Dataset entries
########################################
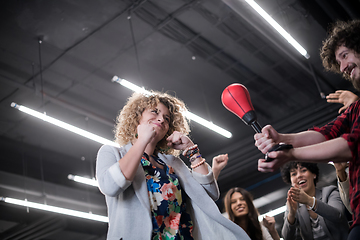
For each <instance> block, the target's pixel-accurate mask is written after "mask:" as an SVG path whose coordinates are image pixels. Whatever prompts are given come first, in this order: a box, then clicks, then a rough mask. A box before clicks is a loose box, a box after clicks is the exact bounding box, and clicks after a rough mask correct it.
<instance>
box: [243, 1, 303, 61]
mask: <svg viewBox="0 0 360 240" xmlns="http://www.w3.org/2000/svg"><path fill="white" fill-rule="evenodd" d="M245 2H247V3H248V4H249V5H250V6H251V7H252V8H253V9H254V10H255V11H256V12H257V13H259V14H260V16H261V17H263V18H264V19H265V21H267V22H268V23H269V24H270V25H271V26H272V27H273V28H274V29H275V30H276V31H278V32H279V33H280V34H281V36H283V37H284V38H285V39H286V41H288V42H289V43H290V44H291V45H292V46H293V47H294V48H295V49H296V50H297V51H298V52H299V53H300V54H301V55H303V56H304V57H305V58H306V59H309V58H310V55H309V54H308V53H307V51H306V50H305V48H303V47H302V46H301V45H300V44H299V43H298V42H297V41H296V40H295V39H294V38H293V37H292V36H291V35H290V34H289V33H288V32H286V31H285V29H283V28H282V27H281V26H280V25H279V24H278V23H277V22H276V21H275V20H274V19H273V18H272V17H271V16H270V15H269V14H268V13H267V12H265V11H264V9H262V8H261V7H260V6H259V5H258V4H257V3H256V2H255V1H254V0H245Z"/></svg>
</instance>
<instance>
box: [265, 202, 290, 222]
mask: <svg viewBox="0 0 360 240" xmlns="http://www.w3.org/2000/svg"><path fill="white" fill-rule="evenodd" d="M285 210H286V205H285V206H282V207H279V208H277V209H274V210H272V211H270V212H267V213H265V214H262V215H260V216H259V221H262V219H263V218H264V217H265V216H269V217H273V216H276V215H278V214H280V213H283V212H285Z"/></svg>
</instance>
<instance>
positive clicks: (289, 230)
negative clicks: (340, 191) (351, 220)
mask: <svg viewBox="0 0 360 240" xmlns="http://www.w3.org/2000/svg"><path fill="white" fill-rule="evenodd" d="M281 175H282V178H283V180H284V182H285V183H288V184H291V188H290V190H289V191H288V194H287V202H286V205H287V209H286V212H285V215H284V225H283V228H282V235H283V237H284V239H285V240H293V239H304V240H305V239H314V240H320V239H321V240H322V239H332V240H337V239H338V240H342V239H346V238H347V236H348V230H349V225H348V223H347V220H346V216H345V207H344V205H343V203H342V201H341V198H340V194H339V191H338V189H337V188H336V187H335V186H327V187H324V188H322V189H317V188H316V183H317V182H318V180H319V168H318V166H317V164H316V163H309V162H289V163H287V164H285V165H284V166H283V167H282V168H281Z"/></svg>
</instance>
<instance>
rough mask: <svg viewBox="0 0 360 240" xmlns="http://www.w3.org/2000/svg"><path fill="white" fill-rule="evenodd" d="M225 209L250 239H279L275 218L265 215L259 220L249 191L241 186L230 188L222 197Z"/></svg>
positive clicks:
########################################
**Prompt:** Up to and including the last line of the records above, print exactly every line from the one that contains "positive clicks: (289, 230)" onward.

**Solution:**
positive clicks: (289, 230)
negative clicks: (340, 191) (351, 220)
mask: <svg viewBox="0 0 360 240" xmlns="http://www.w3.org/2000/svg"><path fill="white" fill-rule="evenodd" d="M281 175H282V178H283V180H284V182H285V183H288V184H291V188H290V190H289V191H288V194H287V202H286V205H287V209H286V212H285V215H284V225H283V228H282V235H283V237H284V239H285V240H293V239H304V240H305V239H314V240H320V239H321V240H322V239H332V240H337V239H338V240H342V239H346V238H347V236H348V230H349V225H348V223H347V220H346V216H345V207H344V205H343V203H342V201H341V198H340V194H339V191H338V189H337V188H336V187H335V186H327V187H324V188H322V189H317V188H316V183H317V182H318V180H319V168H318V166H317V164H316V163H309V162H289V163H287V164H285V165H284V166H283V167H282V168H281Z"/></svg>
</instance>
<instance>
rough mask: <svg viewBox="0 0 360 240" xmlns="http://www.w3.org/2000/svg"><path fill="white" fill-rule="evenodd" d="M225 209L250 239H279L275 218L265 215L259 220L249 191L241 186L230 188L222 197Z"/></svg>
positive clicks:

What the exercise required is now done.